# Your task
Output the entries verbatim, including every line.

Items from a data source:

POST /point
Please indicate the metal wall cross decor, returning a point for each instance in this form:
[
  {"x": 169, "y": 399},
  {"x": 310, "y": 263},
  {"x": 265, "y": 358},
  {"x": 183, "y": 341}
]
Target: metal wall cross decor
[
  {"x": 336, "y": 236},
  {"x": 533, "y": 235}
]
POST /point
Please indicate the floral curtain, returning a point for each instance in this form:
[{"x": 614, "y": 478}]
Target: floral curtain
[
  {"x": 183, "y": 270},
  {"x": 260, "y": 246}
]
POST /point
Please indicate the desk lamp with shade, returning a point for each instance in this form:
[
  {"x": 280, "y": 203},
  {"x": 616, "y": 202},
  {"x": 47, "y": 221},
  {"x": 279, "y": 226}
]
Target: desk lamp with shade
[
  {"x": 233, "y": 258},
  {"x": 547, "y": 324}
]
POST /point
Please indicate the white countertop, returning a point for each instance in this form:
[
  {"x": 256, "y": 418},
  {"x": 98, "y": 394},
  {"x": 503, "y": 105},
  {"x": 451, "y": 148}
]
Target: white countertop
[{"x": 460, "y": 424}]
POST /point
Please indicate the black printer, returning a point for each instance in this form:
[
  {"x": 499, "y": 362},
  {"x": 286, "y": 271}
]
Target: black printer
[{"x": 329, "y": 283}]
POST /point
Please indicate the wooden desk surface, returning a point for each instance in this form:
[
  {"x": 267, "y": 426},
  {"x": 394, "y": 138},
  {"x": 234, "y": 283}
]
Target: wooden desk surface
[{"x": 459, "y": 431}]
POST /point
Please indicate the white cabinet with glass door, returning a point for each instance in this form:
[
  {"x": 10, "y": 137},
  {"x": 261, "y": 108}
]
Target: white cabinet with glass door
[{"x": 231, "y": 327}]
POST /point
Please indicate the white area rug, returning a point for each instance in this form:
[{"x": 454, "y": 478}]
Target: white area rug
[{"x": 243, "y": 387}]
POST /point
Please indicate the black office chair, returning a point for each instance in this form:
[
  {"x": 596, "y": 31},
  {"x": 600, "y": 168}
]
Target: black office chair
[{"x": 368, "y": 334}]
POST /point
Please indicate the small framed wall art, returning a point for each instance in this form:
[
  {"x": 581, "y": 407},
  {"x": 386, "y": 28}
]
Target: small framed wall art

# Reply
POST /point
Please indicate the metal wall cross decor, returning a point for each instance in this form:
[
  {"x": 169, "y": 399},
  {"x": 310, "y": 263},
  {"x": 265, "y": 358},
  {"x": 183, "y": 341}
]
Target: metal wall cross decor
[
  {"x": 336, "y": 236},
  {"x": 533, "y": 235}
]
POST /point
Please indicate the floral curtain, returning a point for each instance in this form:
[{"x": 614, "y": 478}]
Target: floral curtain
[
  {"x": 183, "y": 270},
  {"x": 260, "y": 246}
]
POST /point
Please indicate the desk lamp with shade, returning a point for each instance in this form:
[
  {"x": 280, "y": 203},
  {"x": 616, "y": 202},
  {"x": 47, "y": 221},
  {"x": 279, "y": 226}
]
Target: desk lamp with shade
[
  {"x": 233, "y": 258},
  {"x": 547, "y": 324}
]
POST /point
Please indicate the white countertop, returning a point for each instance in this form:
[
  {"x": 256, "y": 418},
  {"x": 98, "y": 394},
  {"x": 503, "y": 105},
  {"x": 451, "y": 148}
]
Target: white countertop
[{"x": 460, "y": 424}]
POST /point
Please indicate the black printer, returning a point for each instance in this form:
[
  {"x": 499, "y": 362},
  {"x": 286, "y": 271}
]
Target: black printer
[{"x": 329, "y": 283}]
POST /point
Please indicate the wooden desk surface, returning a point for each instance in this form:
[
  {"x": 267, "y": 426},
  {"x": 394, "y": 138},
  {"x": 234, "y": 283}
]
Target: wooden desk surface
[{"x": 459, "y": 431}]
POST /point
Please indicate the white cabinet with glass door, returning a point for each instance in this form:
[
  {"x": 10, "y": 137},
  {"x": 261, "y": 108}
]
Target: white cabinet with glass door
[{"x": 231, "y": 327}]
POST /point
Please indicate the white area rug, returning a point for each instance in this form:
[{"x": 454, "y": 478}]
Target: white area rug
[{"x": 243, "y": 387}]
POST /point
Please indicate the black office chair, returning a point for each instance in this form:
[
  {"x": 596, "y": 31},
  {"x": 600, "y": 168}
]
Target: black office chair
[{"x": 368, "y": 334}]
POST /point
Please indicate the small framed wall art, returning a point for each instance in this form:
[
  {"x": 581, "y": 407},
  {"x": 386, "y": 28}
]
Target: small framed wall art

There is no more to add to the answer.